--- Text excerpt ---
※ ※ ※

In case of air friction damping, the piston is mechanically connected to a spindle through the connecting rod. The pointer which is fixed to the spindle moves over a calibrated dial. When the pointer oscillates in clockwise direction, the piston goes inside and the cylinder gets compressed. The air pushes the piston upwards and the pointer tends to move in anti-clockwise direction. If the pointer oscillates in anti-clockwise direction the piston moves away and the pressure of the air inside cylinder gets reduced. The external pressure is more than that of the internal pressure. Hence, the piston moves downwards. The pointer tends to move in clock wise direction.
In case of eddy current damping, an aluminum circular disc is fixed to the spindle. This disc is made to move in the magnetic field produced by a permanent magnet. When the disc oscillates, it cuts the magnetic flux produced by damping magnet. An electromotive force (emf) is induced in the circular disc by the Faradays law. Eddy currents are established in the disc since it has several closed paths. By Lenz’s law, the current carrying disc produced a force in a direction opposite to oscillating force. The damping force can be varied by varying the projection of the magnet over the circular disc.
Depending upon the degree of damping introduced in the moving system, the instrument can have any one of the conditions as shown in Fig 3b. In case of under damped condition, the response is oscillatory. In case of over damped condition, the response is sluggish and it rises very slowly from its zero position to final position. The instrument is in critically damped condition, when the response settles quickly without any oscillation.

※ ※ ※

--- Material for this task ---
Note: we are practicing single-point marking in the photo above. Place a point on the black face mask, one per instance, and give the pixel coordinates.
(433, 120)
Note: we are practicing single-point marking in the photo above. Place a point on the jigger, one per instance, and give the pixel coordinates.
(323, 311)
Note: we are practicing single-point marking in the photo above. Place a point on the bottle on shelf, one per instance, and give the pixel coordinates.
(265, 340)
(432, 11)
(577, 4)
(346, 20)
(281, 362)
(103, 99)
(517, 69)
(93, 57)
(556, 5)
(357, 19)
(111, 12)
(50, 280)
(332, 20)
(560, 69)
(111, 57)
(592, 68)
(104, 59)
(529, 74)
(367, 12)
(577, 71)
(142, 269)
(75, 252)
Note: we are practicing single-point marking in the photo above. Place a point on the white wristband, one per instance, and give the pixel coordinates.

※ ※ ※

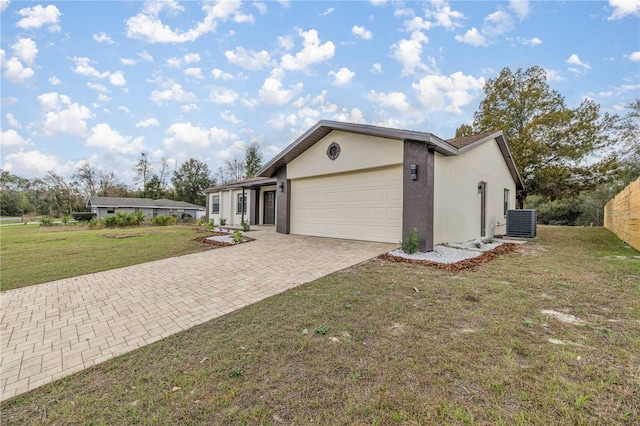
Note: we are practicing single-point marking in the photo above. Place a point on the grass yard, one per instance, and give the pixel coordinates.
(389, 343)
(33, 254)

※ ※ ※

--- Required tasks ---
a: Decide whether each statement agrees with the passage on instrument damping, answering yes or no and quoting the words of the passage that settle it: (i) In eddy current damping, a copper disc is attached to the spindle. (ii) Changing how far the magnet projects over the disc changes the damping force. (iii) In the under damped condition, the response is sluggish.
b: How many lines of the records contain the word "wristband"? Reply with the number alone.
The text on instrument damping and the records are unrelated to each other.

--- Answers for this exercise ---
a:
(i) No: "an aluminum circular disc is fixed to the spindle."
(ii) Yes: "The damping force can be varied by varying the projection of the magnet over the circular disc."
(iii) No: "In case of under damped condition, the response is oscillatory."

b: 1